--- start LISTED ENTRIES ---
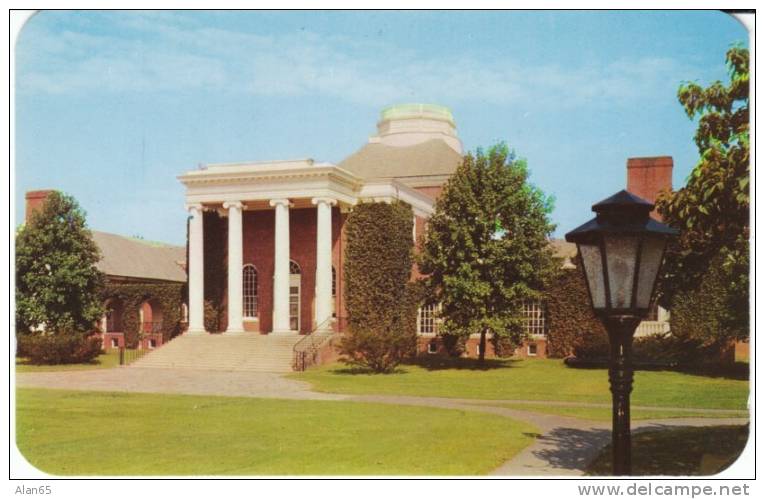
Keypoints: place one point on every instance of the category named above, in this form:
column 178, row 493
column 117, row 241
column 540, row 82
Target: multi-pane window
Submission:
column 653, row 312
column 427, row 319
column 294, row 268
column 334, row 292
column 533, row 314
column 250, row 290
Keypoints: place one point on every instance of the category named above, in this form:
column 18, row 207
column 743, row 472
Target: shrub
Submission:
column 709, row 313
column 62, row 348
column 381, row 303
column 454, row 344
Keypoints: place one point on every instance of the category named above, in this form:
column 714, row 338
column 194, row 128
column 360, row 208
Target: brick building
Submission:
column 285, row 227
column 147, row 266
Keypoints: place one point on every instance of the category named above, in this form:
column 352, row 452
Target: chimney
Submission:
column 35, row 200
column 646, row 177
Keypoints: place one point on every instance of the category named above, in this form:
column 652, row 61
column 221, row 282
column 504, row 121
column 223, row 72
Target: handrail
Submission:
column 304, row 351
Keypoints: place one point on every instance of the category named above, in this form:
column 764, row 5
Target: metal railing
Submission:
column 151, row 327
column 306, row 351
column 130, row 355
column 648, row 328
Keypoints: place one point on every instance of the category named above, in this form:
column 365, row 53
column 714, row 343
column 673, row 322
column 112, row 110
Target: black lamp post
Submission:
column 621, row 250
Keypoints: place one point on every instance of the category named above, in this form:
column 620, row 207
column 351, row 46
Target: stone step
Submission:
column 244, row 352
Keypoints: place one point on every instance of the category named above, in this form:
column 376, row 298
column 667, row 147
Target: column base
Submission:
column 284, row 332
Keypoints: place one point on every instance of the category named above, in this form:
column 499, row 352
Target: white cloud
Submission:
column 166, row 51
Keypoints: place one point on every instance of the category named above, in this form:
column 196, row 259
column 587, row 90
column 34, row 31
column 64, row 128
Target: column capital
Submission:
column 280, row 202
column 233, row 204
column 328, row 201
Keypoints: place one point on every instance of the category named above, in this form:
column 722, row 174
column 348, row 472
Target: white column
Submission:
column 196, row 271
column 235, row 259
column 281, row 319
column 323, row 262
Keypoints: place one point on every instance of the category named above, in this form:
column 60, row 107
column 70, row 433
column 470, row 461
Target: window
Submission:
--- end LISTED ENTRIES ---
GIVEN TASK:
Copy the records above word for word, from their beginning through the line containing "column 166, row 51", that line included, and leave the pictures out of your copy.

PROBLEM SOLUTION:
Keypoints: place one point on every instance of the category named above, in this form:
column 178, row 493
column 117, row 241
column 540, row 82
Target: multi-pane window
Submission:
column 653, row 312
column 427, row 319
column 294, row 268
column 334, row 292
column 533, row 314
column 250, row 290
Keypoints: place one point on every instance of the category named above, in this form:
column 18, row 207
column 743, row 472
Target: shrub
Submission:
column 709, row 313
column 62, row 348
column 381, row 303
column 454, row 344
Keypoints: place one point on every instance of the category named above, in this form:
column 714, row 338
column 194, row 128
column 360, row 208
Target: brick building
Submission:
column 285, row 227
column 147, row 266
Keypoints: place one point on every instance of the category named above, in this form:
column 352, row 452
Target: chimney
Submission:
column 35, row 200
column 646, row 177
Keypoints: place one point on every instance of the category named above, in this form:
column 652, row 61
column 221, row 282
column 504, row 121
column 223, row 72
Target: handrail
Submission:
column 304, row 351
Keypoints: place one point on every instance of the category named above, in this form:
column 764, row 5
Target: metal railing
Submission:
column 151, row 327
column 306, row 351
column 130, row 355
column 648, row 328
Keypoints: place one point on every instance of the category named above, in this form:
column 365, row 53
column 714, row 343
column 673, row 322
column 112, row 110
Target: black lamp post
Submission:
column 621, row 250
Keypoints: place one point on every instance of the category named above, in this form:
column 620, row 207
column 351, row 46
Target: stone step
Submission:
column 244, row 352
Keypoints: place one point on every instance of the category named above, in this form:
column 376, row 298
column 667, row 147
Target: column base
Submission:
column 284, row 332
Keypoints: place one point on every instance of the category named above, in this form:
column 499, row 352
Target: white cloud
Submission:
column 166, row 51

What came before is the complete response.